Write the whole listing out again, word for word.

(EXTRACTED ENTRIES)
□ □ □ □ □ □ □

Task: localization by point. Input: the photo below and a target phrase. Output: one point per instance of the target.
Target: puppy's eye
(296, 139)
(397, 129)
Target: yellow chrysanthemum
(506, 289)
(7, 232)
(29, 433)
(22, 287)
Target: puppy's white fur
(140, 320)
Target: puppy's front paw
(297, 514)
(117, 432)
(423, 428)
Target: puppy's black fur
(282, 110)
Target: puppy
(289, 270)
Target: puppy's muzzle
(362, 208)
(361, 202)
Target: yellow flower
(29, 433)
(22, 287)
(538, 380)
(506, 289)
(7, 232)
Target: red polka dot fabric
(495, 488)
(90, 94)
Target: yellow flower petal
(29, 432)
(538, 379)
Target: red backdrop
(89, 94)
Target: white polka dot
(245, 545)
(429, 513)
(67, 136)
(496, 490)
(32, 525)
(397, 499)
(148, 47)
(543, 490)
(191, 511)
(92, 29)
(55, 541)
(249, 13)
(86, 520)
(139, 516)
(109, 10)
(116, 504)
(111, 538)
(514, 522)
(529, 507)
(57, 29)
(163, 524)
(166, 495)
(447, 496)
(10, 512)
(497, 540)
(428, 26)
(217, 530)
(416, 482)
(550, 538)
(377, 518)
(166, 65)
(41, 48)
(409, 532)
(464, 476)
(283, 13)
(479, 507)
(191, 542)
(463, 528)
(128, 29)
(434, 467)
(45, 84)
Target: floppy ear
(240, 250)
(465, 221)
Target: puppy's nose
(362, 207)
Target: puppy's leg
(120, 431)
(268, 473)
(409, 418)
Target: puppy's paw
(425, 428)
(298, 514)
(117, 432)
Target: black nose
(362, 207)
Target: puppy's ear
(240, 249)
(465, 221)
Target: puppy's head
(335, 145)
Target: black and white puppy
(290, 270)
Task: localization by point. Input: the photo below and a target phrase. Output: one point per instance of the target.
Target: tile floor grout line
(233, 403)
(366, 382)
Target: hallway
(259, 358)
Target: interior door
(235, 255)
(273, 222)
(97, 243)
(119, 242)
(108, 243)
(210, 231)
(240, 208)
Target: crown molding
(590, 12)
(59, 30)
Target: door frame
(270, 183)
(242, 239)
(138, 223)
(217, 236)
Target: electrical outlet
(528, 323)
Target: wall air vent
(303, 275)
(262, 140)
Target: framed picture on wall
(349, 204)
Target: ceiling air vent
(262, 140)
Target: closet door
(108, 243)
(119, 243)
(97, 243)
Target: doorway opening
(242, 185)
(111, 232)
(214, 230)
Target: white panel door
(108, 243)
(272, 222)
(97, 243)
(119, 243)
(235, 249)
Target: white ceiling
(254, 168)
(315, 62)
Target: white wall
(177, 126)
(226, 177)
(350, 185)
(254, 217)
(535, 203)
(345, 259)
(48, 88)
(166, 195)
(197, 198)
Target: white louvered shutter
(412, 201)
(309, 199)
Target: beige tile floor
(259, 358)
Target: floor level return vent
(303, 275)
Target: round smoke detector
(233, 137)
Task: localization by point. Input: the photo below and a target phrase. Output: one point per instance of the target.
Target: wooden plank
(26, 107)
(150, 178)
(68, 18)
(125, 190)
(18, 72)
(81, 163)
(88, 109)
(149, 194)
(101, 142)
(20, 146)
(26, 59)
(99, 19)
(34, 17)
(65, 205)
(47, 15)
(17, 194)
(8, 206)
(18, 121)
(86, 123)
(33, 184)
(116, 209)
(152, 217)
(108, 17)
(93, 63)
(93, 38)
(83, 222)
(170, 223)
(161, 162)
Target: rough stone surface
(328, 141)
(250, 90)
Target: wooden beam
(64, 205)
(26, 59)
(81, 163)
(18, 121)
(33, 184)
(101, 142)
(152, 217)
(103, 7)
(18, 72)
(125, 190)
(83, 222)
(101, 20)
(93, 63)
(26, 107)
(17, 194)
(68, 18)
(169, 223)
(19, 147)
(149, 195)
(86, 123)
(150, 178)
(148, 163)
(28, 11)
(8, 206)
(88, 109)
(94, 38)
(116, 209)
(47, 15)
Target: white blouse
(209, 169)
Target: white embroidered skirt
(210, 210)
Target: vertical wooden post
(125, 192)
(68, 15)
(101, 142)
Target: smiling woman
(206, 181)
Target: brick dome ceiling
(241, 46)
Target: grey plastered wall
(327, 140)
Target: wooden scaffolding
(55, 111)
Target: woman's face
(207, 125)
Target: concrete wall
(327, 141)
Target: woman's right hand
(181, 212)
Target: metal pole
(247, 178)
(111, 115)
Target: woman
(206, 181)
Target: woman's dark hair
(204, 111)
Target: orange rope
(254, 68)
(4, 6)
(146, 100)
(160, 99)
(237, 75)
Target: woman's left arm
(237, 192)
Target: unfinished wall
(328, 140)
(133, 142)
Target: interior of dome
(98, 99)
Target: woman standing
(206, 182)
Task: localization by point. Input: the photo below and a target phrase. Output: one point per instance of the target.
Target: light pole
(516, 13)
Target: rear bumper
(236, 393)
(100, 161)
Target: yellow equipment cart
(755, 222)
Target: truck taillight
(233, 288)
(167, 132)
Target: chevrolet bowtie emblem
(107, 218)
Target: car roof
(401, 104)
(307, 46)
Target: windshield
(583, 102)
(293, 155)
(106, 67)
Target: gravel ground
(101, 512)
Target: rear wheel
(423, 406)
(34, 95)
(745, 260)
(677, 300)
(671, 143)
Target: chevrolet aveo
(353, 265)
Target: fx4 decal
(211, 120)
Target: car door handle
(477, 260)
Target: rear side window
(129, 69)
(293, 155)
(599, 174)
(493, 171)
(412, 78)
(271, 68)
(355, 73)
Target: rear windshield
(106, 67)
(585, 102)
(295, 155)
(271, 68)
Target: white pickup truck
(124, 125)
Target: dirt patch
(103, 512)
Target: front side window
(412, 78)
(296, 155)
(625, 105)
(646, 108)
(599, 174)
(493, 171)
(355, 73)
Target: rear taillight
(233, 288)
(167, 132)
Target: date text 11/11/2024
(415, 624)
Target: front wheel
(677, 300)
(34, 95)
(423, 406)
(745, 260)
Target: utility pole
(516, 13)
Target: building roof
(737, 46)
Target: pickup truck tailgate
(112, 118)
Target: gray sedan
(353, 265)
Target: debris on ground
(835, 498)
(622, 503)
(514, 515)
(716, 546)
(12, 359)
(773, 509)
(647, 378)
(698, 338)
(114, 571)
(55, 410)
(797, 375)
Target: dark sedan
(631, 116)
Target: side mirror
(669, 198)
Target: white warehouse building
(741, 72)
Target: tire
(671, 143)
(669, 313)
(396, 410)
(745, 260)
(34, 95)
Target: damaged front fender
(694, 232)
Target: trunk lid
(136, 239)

□ □ □ □ □ □ □

(OUTPUT OF THE TASK)
Task: localization by point. Input: the photo below and a target phrase. Output: one point per instance of the target.
Target: puppy's eye
(296, 139)
(397, 129)
Target: yellow chrysanthemum
(506, 289)
(7, 232)
(29, 433)
(22, 287)
Target: puppy's white fur
(140, 320)
Target: puppy's front paw
(297, 514)
(117, 432)
(423, 428)
Target: puppy's black fur
(282, 110)
Target: puppy
(289, 270)
Target: puppy's muzzle
(362, 208)
(361, 202)
Target: yellow flower
(29, 433)
(22, 287)
(538, 380)
(506, 289)
(7, 232)
Target: red polka dot fabric
(495, 488)
(90, 94)
Target: yellow flower petal
(29, 432)
(538, 379)
Target: red backdrop
(89, 94)
Target: white polka dot
(245, 545)
(429, 513)
(67, 136)
(496, 490)
(32, 525)
(397, 499)
(148, 47)
(543, 490)
(191, 511)
(92, 29)
(55, 541)
(249, 13)
(86, 520)
(139, 516)
(109, 10)
(116, 504)
(111, 538)
(514, 522)
(529, 507)
(57, 29)
(163, 524)
(166, 495)
(447, 496)
(10, 512)
(497, 540)
(428, 26)
(217, 530)
(416, 482)
(550, 538)
(377, 518)
(166, 65)
(41, 48)
(409, 532)
(464, 476)
(283, 13)
(479, 507)
(191, 542)
(463, 528)
(128, 29)
(434, 467)
(45, 84)
Target: floppy ear
(240, 250)
(465, 221)
Target: puppy's nose
(362, 207)
Target: puppy's leg
(120, 431)
(268, 473)
(409, 418)
Target: puppy's paw
(425, 428)
(298, 514)
(117, 432)
Target: black nose
(362, 207)
Target: puppy's ear
(240, 249)
(465, 221)
Target: puppy's head
(335, 145)
Target: black and white puppy
(290, 270)
Task: localization by point. Input: the photo below and a target phrase. Output: one point per instance of the target.
Target: tile floor grout line
(233, 403)
(366, 382)
Target: hallway
(259, 358)
Target: interior door
(235, 255)
(273, 222)
(97, 243)
(119, 242)
(108, 243)
(210, 231)
(240, 208)
Target: crown molding
(590, 12)
(59, 30)
Target: door frame
(270, 183)
(242, 239)
(138, 223)
(217, 236)
Target: electrical outlet
(528, 323)
Target: wall air vent
(303, 275)
(262, 140)
Target: framed picture on wall
(349, 204)
Target: ceiling air vent
(262, 140)
Target: closet door
(108, 243)
(119, 243)
(97, 243)
Target: doorway opening
(242, 185)
(111, 232)
(214, 230)
Target: white panel door
(108, 243)
(272, 222)
(97, 243)
(119, 243)
(235, 249)
Target: white ceiling
(254, 168)
(315, 62)
Target: white wall
(177, 126)
(226, 177)
(350, 185)
(254, 217)
(535, 203)
(345, 259)
(48, 88)
(166, 195)
(197, 198)
Target: white louvered shutter
(412, 201)
(309, 199)
Target: beige tile floor
(259, 358)
Target: floor level return vent
(303, 275)
Target: round smoke detector
(233, 137)
Task: localization by point. Input: the photo below and a target phrase. Output: one point per instance of the target.
Target: wooden plank
(26, 107)
(150, 178)
(68, 18)
(125, 190)
(18, 72)
(81, 163)
(88, 109)
(149, 194)
(101, 142)
(20, 146)
(26, 59)
(99, 19)
(34, 17)
(65, 205)
(47, 15)
(17, 194)
(8, 206)
(18, 121)
(86, 123)
(33, 184)
(116, 209)
(152, 217)
(108, 17)
(93, 63)
(93, 38)
(83, 222)
(170, 223)
(161, 162)
Target: rough stone surface
(328, 141)
(250, 90)
Target: wooden beam
(64, 205)
(26, 59)
(81, 163)
(18, 121)
(33, 184)
(101, 142)
(152, 217)
(103, 7)
(18, 72)
(125, 190)
(83, 222)
(101, 20)
(93, 63)
(26, 107)
(17, 194)
(68, 18)
(169, 223)
(19, 147)
(149, 195)
(86, 123)
(150, 178)
(148, 163)
(28, 11)
(8, 206)
(88, 109)
(94, 38)
(116, 209)
(47, 15)
Target: white blouse
(209, 169)
Target: white embroidered skirt
(210, 210)
Target: vertical wooden post
(125, 192)
(68, 15)
(101, 142)
Target: smiling woman
(206, 181)
Target: brick dome ceiling
(241, 46)
Target: grey plastered wall
(327, 140)
Target: wooden scaffolding
(55, 111)
Target: woman's face
(207, 125)
Target: concrete wall
(327, 141)
Target: woman's right hand
(181, 212)
Target: metal pole
(247, 178)
(111, 115)
Target: woman
(206, 181)
Target: woman's dark hair
(204, 111)
Target: orange rope
(254, 68)
(4, 6)
(146, 100)
(160, 99)
(237, 75)
Target: woman's left arm
(237, 192)
Target: unfinished wall
(328, 140)
(133, 142)
Target: interior of dome
(98, 99)
Target: woman standing
(206, 182)
Task: localization by point. Input: the photo below and a target phrase. Output: one point per instance of the target.
Target: light pole
(516, 13)
Target: rear bumper
(236, 393)
(100, 161)
Target: yellow equipment cart
(755, 222)
Target: truck taillight
(233, 288)
(167, 132)
Target: chevrolet bowtie emblem
(107, 218)
Target: car roof
(401, 104)
(307, 46)
Target: windshield
(583, 102)
(293, 155)
(106, 67)
Target: gravel ground
(101, 512)
Target: rear wheel
(423, 406)
(34, 95)
(745, 260)
(677, 300)
(671, 143)
Target: chevrolet aveo
(353, 265)
Target: fx4 decal
(211, 120)
Target: car door handle
(477, 260)
Target: rear side window
(129, 69)
(293, 155)
(599, 174)
(493, 171)
(412, 78)
(271, 68)
(355, 73)
Target: rear windshield
(106, 67)
(585, 102)
(295, 155)
(271, 68)
Target: white pickup truck
(124, 125)
Target: dirt patch
(103, 512)
Target: front side window
(412, 78)
(296, 155)
(625, 105)
(646, 108)
(599, 174)
(493, 171)
(355, 73)
Target: rear taillight
(233, 288)
(167, 132)
Target: date text 11/11/2024
(415, 624)
Target: front wheel
(677, 300)
(34, 95)
(423, 406)
(745, 260)
Target: utility pole
(516, 13)
Target: building roof
(737, 46)
Target: pickup truck tailgate
(112, 118)
Target: gray sedan
(353, 265)
Target: debris on ground
(835, 498)
(622, 503)
(514, 515)
(716, 546)
(12, 359)
(773, 509)
(647, 378)
(698, 338)
(114, 571)
(55, 410)
(797, 375)
Target: dark sedan
(631, 116)
Target: side mirror
(669, 198)
Target: white warehouse building
(741, 72)
Target: tire
(671, 143)
(669, 313)
(396, 410)
(745, 260)
(34, 95)
Target: damaged front fender
(694, 232)
Target: trunk lid
(136, 239)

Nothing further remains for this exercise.